## What is needed
Leaving out all images, return the entries below exactly.

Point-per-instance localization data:
------------

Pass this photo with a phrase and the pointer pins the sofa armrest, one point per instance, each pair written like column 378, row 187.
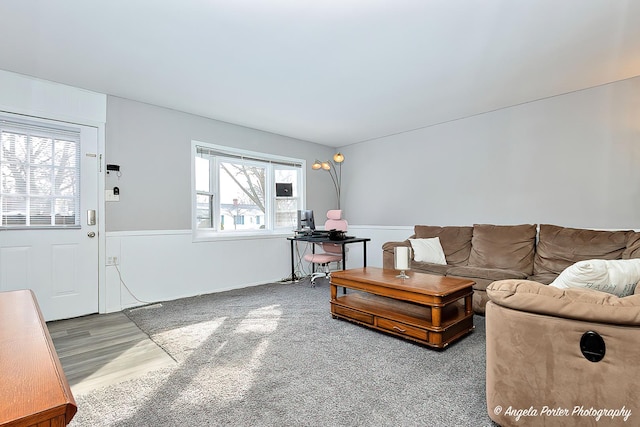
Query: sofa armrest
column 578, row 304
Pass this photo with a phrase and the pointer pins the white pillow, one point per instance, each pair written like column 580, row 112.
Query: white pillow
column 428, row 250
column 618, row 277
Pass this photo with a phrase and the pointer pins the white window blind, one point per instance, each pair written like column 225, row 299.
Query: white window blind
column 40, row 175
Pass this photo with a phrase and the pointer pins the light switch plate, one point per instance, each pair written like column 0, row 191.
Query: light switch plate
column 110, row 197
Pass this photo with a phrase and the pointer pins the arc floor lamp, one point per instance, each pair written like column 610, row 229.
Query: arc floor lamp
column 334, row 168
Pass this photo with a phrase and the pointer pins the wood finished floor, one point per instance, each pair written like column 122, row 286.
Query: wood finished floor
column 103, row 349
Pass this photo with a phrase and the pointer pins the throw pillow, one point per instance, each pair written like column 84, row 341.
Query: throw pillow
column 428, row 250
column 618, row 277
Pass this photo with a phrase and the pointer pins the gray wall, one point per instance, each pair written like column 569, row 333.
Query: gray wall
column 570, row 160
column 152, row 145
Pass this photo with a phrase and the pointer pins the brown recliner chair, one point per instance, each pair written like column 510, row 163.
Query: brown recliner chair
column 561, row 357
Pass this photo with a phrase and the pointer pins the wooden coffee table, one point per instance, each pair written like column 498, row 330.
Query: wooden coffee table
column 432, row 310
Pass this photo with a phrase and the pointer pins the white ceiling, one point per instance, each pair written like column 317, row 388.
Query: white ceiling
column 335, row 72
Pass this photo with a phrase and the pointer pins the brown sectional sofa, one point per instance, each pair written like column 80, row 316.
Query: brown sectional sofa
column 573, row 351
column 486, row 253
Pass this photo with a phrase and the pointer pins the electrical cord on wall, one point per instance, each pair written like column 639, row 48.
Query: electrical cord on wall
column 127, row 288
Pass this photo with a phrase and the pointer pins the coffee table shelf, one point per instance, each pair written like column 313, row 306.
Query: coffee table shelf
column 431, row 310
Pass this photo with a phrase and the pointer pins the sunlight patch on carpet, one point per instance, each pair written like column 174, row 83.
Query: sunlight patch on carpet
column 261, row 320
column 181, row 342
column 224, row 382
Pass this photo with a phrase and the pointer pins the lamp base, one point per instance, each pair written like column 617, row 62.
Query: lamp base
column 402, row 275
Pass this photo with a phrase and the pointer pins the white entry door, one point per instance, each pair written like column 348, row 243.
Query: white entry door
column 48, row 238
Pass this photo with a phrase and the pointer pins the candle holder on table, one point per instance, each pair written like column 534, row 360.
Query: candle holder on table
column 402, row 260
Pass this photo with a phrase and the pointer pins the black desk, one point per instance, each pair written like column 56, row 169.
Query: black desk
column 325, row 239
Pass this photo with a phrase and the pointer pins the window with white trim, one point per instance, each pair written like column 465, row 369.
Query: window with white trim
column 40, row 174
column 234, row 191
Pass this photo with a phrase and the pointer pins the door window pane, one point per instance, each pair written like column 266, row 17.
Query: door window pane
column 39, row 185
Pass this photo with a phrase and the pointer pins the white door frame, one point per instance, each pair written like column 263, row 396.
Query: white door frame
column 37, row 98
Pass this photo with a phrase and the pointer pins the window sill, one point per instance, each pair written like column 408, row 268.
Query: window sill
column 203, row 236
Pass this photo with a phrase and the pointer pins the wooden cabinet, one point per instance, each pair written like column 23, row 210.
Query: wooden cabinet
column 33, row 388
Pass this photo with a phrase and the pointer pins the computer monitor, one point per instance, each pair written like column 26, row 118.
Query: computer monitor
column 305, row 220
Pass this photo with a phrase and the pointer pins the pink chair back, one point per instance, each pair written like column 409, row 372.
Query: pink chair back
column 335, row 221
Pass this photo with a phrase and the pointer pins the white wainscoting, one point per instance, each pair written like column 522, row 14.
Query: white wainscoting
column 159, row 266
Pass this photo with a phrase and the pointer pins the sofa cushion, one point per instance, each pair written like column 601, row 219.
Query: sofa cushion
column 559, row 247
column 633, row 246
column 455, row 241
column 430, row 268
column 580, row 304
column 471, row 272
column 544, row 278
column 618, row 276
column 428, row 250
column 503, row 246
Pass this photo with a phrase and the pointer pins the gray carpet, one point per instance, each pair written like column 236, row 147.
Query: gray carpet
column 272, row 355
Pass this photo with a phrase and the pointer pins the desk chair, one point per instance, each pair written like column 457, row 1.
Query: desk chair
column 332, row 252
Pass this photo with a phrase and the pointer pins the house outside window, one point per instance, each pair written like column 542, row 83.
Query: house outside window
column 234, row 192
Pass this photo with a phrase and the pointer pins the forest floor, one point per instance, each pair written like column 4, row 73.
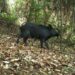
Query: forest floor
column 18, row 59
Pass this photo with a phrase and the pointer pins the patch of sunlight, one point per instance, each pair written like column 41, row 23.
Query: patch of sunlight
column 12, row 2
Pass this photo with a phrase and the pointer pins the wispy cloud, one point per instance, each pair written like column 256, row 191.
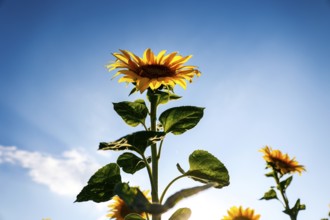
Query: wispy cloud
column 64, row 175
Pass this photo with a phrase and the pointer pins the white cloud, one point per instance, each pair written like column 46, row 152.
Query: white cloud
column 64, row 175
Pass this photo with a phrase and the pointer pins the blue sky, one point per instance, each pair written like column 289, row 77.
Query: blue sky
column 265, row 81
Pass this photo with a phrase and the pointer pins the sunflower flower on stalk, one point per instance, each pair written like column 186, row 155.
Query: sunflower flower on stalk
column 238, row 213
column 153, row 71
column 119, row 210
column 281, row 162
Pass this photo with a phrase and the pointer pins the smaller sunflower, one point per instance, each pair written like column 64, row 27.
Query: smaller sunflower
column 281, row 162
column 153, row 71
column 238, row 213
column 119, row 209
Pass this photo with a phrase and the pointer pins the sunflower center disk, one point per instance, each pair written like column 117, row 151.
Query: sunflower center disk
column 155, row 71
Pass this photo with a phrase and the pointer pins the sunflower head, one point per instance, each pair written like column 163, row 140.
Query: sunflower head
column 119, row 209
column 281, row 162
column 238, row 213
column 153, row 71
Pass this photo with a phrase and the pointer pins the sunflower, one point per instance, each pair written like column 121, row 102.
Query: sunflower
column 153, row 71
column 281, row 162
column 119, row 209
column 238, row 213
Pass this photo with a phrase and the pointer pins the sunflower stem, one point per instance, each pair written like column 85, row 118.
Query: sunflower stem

------------

## Written reply
Pass this photo with a phrase and the pointer pins the sofa armrest, one point per instance, each pair written like column 378, row 187.
Query: sofa armrest
column 578, row 304
Pass this photo with a phrase and the pointer pins the white pillow, one point per instance, each pair written like column 580, row 112.
Query: white pillow
column 428, row 250
column 618, row 277
Pass this photo with a phrase and the pointer pins the white window blind, one point per instance, each pair written like column 225, row 299.
Query: white window blind
column 40, row 175
Pass this photo with a phrase and the pointer pins the light switch plate, one point per instance, each pair written like column 0, row 191.
Query: light switch plate
column 110, row 197
Pass this photo with a phrase and the pointer pins the arc floor lamp, one point per instance, each pair written like column 610, row 229.
Query: arc floor lamp
column 334, row 168
Pass this photo with a phrase and the pointer pins the wood finished floor, one point per instance, each pair written like column 122, row 286.
Query: wood finished floor
column 103, row 349
Pass this photo with a phrase and the pointer pins the throw pillow, one point per instance, each pair written like column 84, row 341.
Query: throw pillow
column 428, row 250
column 618, row 277
Pass this photo with a phrase and the pointer pins the gray wall, one point per instance, each pair written like column 569, row 333.
Query: gray wall
column 570, row 160
column 152, row 145
Pass this photo with a phrase and the pointer pins the brown recliner chair, one point per instance, each pair written like column 510, row 163.
Query: brown recliner chair
column 561, row 357
Pass this photo with a phrase and the pointer pins the wooden coffee table, one point per instance, each pair written like column 498, row 330.
Query: wooden coffee table
column 432, row 310
Pass this photo with a phrase and the pointer pins the white ceiling, one point per instance, each pair written like column 317, row 388.
Query: white ceiling
column 335, row 72
Pass this photo with a phrase and the pointer pins the brown sectional sofa, one point per instance, each pair written like column 80, row 316.
Query: brown sectional sofa
column 573, row 351
column 486, row 253
Pass this photo with a phrase and the pointer pins the electrical cord on wall, one point per instance, each pair written like column 639, row 48.
Query: electrical cord on wall
column 127, row 288
Pass this photo with a phrase and the pointer pins the coffee table shelf, one point per instance, each pair written like column 313, row 306.
Query: coffee table shelf
column 431, row 310
Pass this photo with a phrase and the pointer pins the sunlight patch on carpet, one point per instance, each pair written like column 174, row 83.
Query: sunlight patch on carpet
column 261, row 320
column 181, row 342
column 224, row 382
Pass this photo with a phrase and the pointer pins the lamp base, one point per instance, each pair written like column 617, row 62.
Query: lamp base
column 402, row 275
Pass this photo with a phrase and the pointer pins the white entry door, one point per instance, each pair written like column 348, row 243.
Query: white entry door
column 48, row 238
Pass this photo with a phrase and the pointer pins the candle holder on table, one point per instance, each pair written like column 534, row 360.
Query: candle holder on table
column 402, row 260
Pass this photo with a phrase and the pointer pins the black desk, one point per instance, each pair written like column 56, row 169.
Query: black desk
column 325, row 239
Pass this photo with a phrase and the pointer pins the window with white trim, one point per instance, each pair written like column 465, row 369.
Query: window with white trim
column 40, row 174
column 234, row 191
Pass this photo with a phrase and the pointer pins the door window pane, one point per instance, each pair written like column 266, row 17.
Query: door window pane
column 39, row 185
Pass this photo with a phrase and the pointer pins the white door frame, one point per instance, each pair written like column 263, row 396.
Query: white door frame
column 37, row 98
Pass this photo with a phrase and the pointer pins the window sill, one point per instance, each pair written like column 408, row 268.
Query: window sill
column 203, row 236
Pass this photo with a phrase and the pointer pins the wooden cabinet, one point per instance, each pair written like column 23, row 210.
Query: wooden cabinet
column 33, row 388
Pass this photo with a phrase and the pointer pins the computer monitor, one point per instance, each pair written like column 26, row 118.
Query: computer monitor
column 305, row 220
Pass this photo with a phrase and the pointer pins the pink chair back, one point per instance, each pair written like column 409, row 372.
Query: pink chair back
column 335, row 221
Pass this photo with a phrase and the pointer pins the white wainscoting, one point per instance, each pair written like column 522, row 14.
Query: white wainscoting
column 159, row 266
Pass this photo with a phrase and the pointer pins the sofa cushion, one point per instance, each pair written like column 601, row 219.
Query: sofa cushion
column 559, row 247
column 633, row 246
column 455, row 241
column 430, row 268
column 580, row 304
column 471, row 272
column 544, row 278
column 618, row 276
column 428, row 250
column 503, row 246
Pass this photo with a phrase and the pointer pins the gray carpet, one point per instance, each pair written like column 236, row 147.
Query: gray carpet
column 272, row 355
Pass this photo with a phrase and the pointer pins the desk chair, one point per instance, each pair written like column 457, row 1.
Query: desk chair
column 332, row 252
Pass this photo with a phrase and the pointer pins the house outside window, one point per instance, each pair written like column 542, row 83.
Query: house outside window
column 234, row 192
Pass this photo with a phrase and the pointer pins the forest floor, one point per instance, each pair written like column 4, row 73.
Query: forest floor
column 18, row 59
Pass this photo with a phrase and the pointer pins the patch of sunlight, one point per instance, each pair written like column 41, row 23.
Query: patch of sunlight
column 12, row 2
Pass this photo with a phrase and the pointer pins the wispy cloud, one point per instance, each pair written like column 256, row 191.
Query: wispy cloud
column 64, row 175
Pass this photo with a phrase and the pointer pins the white cloud, one point per instance, each pair written like column 46, row 152.
Query: white cloud
column 64, row 175
Pass this photo with a phrase and the pointer pins the blue sky, one point per instance, each pair written like column 289, row 77.
Query: blue sky
column 265, row 81
Pass this photo with a phrase and the pointer pins the sunflower flower on stalk, one point per instance, each pair written like column 186, row 155.
Query: sunflower flower on stalk
column 238, row 213
column 153, row 71
column 119, row 210
column 281, row 162
Pass this photo with a phrase and the pointer pins the smaller sunflower, one point per instance, each pair written like column 64, row 27.
Query: smaller sunflower
column 281, row 162
column 153, row 71
column 238, row 213
column 119, row 209
Pass this photo with a phrase and the pointer pins the sunflower center disk, one point per instance, each pair written like column 117, row 151.
Query: sunflower center disk
column 155, row 71
Pass this photo with a phrase and the pointer pins the sunflower head, one point per instance, each pair written like column 163, row 140.
Query: sunflower head
column 119, row 209
column 281, row 162
column 238, row 213
column 153, row 71
Pass this photo with a phrase and the pointer pins the sunflower, one point per instance, each pair written like column 121, row 102.
Query: sunflower
column 153, row 71
column 281, row 162
column 119, row 209
column 238, row 213
Pass this photo with a phrase and the pointer pins the sunflower stem, one point per instance, each pair written like column 85, row 118.
Query: sunflower stem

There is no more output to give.